**PROBLEM REQUIREMENTS:**
Could you turn every line of the data below into a numbered list, leaving out any blank lines?

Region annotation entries
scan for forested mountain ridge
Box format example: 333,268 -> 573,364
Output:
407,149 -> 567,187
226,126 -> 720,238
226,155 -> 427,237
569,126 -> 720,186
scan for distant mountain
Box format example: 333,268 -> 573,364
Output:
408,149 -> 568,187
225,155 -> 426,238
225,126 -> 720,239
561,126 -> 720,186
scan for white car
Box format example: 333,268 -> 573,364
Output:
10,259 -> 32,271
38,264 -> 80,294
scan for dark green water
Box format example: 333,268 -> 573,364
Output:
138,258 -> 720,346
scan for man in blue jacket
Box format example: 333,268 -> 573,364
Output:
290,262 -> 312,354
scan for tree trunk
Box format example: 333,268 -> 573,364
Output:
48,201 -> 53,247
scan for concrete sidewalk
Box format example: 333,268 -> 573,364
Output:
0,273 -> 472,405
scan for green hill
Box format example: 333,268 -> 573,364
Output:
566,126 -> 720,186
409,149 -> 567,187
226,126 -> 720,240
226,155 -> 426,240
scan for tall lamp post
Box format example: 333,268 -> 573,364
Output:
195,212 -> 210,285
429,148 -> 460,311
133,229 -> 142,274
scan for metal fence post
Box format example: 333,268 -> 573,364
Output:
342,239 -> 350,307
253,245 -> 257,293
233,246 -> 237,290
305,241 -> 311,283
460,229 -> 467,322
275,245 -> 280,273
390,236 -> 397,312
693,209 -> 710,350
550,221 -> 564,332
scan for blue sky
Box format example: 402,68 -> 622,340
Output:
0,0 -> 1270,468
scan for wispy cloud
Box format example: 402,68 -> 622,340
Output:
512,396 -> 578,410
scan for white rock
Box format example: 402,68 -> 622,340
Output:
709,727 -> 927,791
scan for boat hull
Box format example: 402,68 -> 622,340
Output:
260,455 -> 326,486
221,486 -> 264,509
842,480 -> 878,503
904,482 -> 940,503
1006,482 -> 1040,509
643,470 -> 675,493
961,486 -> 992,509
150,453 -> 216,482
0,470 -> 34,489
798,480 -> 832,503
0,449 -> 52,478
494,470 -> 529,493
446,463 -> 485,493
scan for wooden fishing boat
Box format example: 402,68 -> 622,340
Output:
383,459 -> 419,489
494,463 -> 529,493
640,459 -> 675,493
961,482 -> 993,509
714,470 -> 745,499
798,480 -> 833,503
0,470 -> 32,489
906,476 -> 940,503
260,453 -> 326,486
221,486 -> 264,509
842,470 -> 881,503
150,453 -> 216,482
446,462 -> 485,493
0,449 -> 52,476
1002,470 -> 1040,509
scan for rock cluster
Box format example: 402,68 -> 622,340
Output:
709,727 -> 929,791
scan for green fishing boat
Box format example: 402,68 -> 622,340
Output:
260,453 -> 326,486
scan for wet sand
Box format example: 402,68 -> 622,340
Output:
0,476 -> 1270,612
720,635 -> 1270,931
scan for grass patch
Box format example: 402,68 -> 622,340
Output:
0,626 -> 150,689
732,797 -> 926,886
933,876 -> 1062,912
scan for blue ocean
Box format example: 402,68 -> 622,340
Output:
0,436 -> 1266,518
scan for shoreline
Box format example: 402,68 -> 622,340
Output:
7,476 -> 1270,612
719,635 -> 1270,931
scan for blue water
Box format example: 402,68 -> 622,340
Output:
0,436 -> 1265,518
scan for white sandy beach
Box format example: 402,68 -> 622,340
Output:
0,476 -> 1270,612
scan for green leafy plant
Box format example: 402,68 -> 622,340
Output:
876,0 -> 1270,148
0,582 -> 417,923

**RESULT BELOW:**
1. scan for forested mountain ridge
2. Box format example: 333,268 -> 573,364
3. Output:
4. 407,149 -> 567,187
5. 226,126 -> 720,238
6. 226,155 -> 427,237
7. 569,126 -> 720,186
8. scan for distant mountain
9. Box format example: 333,268 -> 573,364
10. Output:
11. 408,149 -> 568,187
12. 225,155 -> 426,238
13. 225,126 -> 720,239
14. 561,126 -> 720,186
15. scan for white car
16. Box format example: 333,268 -> 573,364
17. Output:
18. 10,259 -> 32,271
19. 38,264 -> 80,294
20. scan for dark green water
21. Box format example: 333,268 -> 573,364
22. Output:
23. 138,258 -> 720,346
24. scan for man in blue jacket
25. Box format example: 333,268 -> 573,364
26. Output:
27. 290,262 -> 312,354
28. scan for tree trunk
29. Box format example: 333,268 -> 573,364
30. Output:
31. 48,201 -> 53,247
32. scan for concrete sidewalk
33. Box format example: 333,268 -> 573,364
34. Output:
35. 0,273 -> 472,405
36. scan for green hill
37. Box format example: 333,268 -> 573,364
38. Output:
39. 566,126 -> 720,186
40. 409,149 -> 567,187
41. 226,126 -> 720,240
42. 226,155 -> 426,240
43. scan for tall lamp post
44. Box format example: 333,268 -> 573,364
45. Output:
46. 195,212 -> 210,285
47. 429,148 -> 460,311
48. 133,229 -> 142,274
49. scan for metal fence post
50. Box format example: 333,268 -> 573,364
51. Output:
52. 342,239 -> 350,307
53. 253,245 -> 257,293
54. 233,246 -> 237,290
55. 305,241 -> 311,283
56. 460,229 -> 467,322
57. 275,245 -> 280,273
58. 390,236 -> 397,312
59. 693,209 -> 710,350
60. 550,221 -> 564,332
61. scan for blue sky
62. Box format example: 402,68 -> 622,340
63. Output:
64. 0,0 -> 1270,468
65. scan for wispy cloud
66. Box format example: 402,68 -> 622,340
67. Output:
68. 512,396 -> 578,410
69. scan for white rock
70. Box format example: 402,68 -> 622,340
71. Output:
72. 709,727 -> 927,791
73. scan for boat hull
74. Box format example: 402,68 -> 622,340
75. Output:
76. 260,455 -> 326,486
77. 221,486 -> 264,509
78. 842,480 -> 878,503
79. 904,482 -> 940,503
80. 1006,482 -> 1040,509
81. 643,470 -> 675,493
82. 961,486 -> 992,509
83. 150,453 -> 216,482
84. 0,470 -> 34,489
85. 798,480 -> 832,503
86. 0,449 -> 52,478
87. 494,470 -> 529,493
88. 446,463 -> 485,493
89. scan for wooden fishing boat
90. Box format example: 402,68 -> 622,340
91. Output:
92. 383,459 -> 419,489
93. 494,463 -> 529,493
94. 640,459 -> 675,493
95. 961,482 -> 993,509
96. 714,470 -> 745,499
97. 798,480 -> 833,503
98. 0,470 -> 32,489
99. 906,476 -> 940,503
100. 260,453 -> 326,486
101. 221,486 -> 264,509
102. 842,470 -> 881,503
103. 150,453 -> 216,482
104. 446,462 -> 485,493
105. 0,449 -> 52,476
106. 1002,470 -> 1040,509
107. scan for rock cluster
108. Box format example: 402,68 -> 622,340
109. Output:
110. 709,727 -> 929,791
111. scan for green fishing boat
112. Box format example: 402,68 -> 622,340
113. Output:
114. 260,453 -> 326,486
115. scan for wet sand
116. Box format example: 402,68 -> 622,340
117. Output:
118. 0,476 -> 1270,612
119. 720,635 -> 1270,931
120. scan for grass patch
121. Box format example: 402,68 -> 622,340
122. Output:
123. 0,626 -> 150,689
124. 732,797 -> 926,886
125. 933,876 -> 1062,912
126. scan for blue ocean
127. Box format example: 402,68 -> 622,340
128. Output:
129. 0,436 -> 1266,518
130. scan for shoreline
131. Box format example: 402,68 -> 622,340
132. Output:
133. 7,476 -> 1270,612
134. 719,635 -> 1270,931
135. scan for blue water
136. Box format example: 402,68 -> 622,340
137. Output:
138. 0,436 -> 1265,518
139. scan for white sandy beach
140. Box format example: 402,68 -> 622,340
141. Output:
142. 0,476 -> 1270,612
143. scan for green leafy plant
144. Box format example: 402,68 -> 622,340
145. Output:
146. 876,0 -> 1270,148
147. 0,582 -> 417,923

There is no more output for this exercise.